■ The task ■
The answer must be every line below that contains the string "object".

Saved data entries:
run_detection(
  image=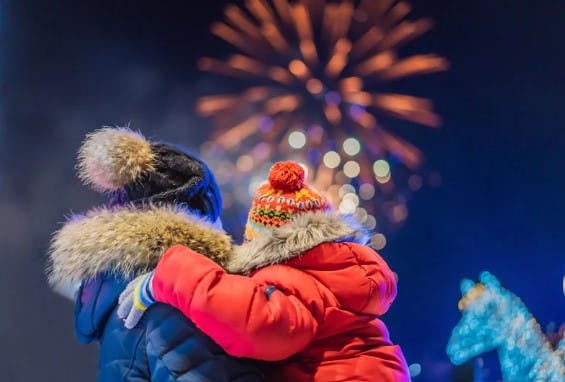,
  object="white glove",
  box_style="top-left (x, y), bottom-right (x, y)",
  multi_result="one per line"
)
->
top-left (117, 271), bottom-right (155, 329)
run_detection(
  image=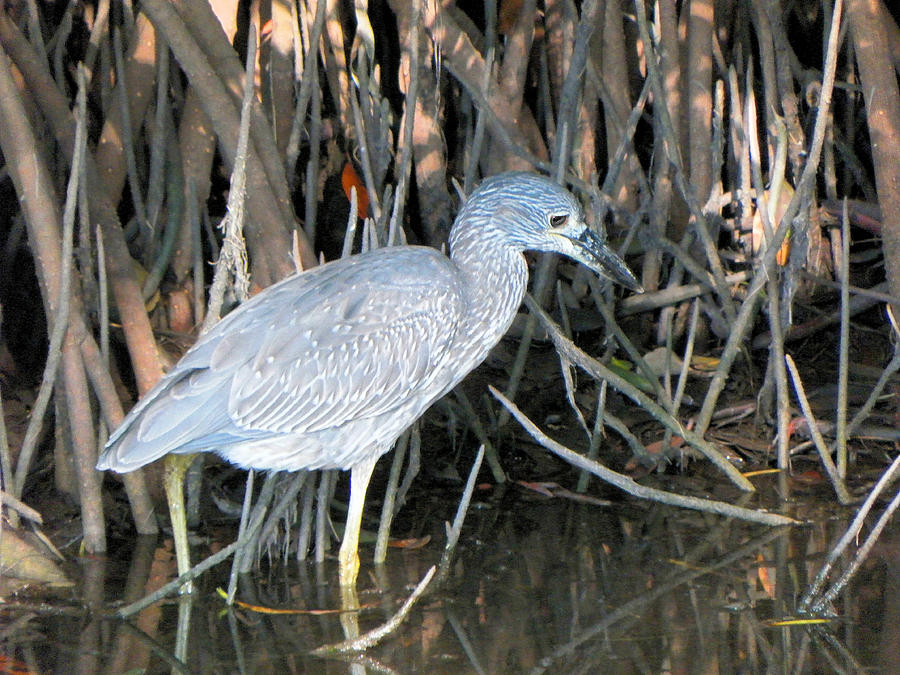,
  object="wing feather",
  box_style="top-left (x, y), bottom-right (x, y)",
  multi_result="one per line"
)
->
top-left (98, 246), bottom-right (463, 472)
top-left (228, 251), bottom-right (463, 433)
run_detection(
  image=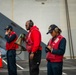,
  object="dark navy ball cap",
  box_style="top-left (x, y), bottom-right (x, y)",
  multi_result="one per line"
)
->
top-left (46, 24), bottom-right (58, 34)
top-left (4, 25), bottom-right (13, 30)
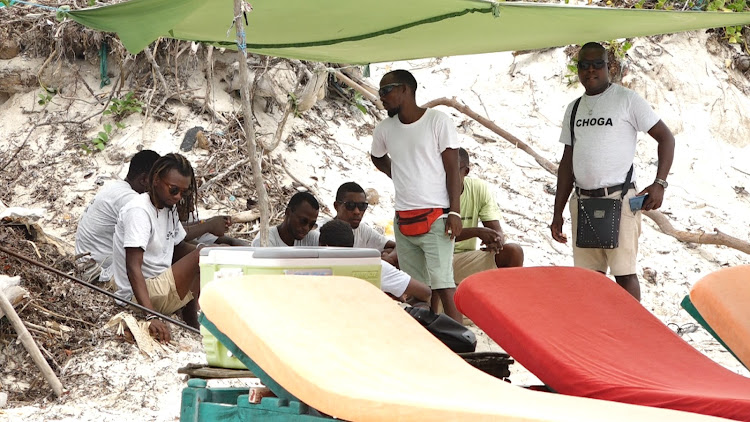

■ Task output ■
  object="white glove",
  object="wing feather",
  object="dark navy ball cap",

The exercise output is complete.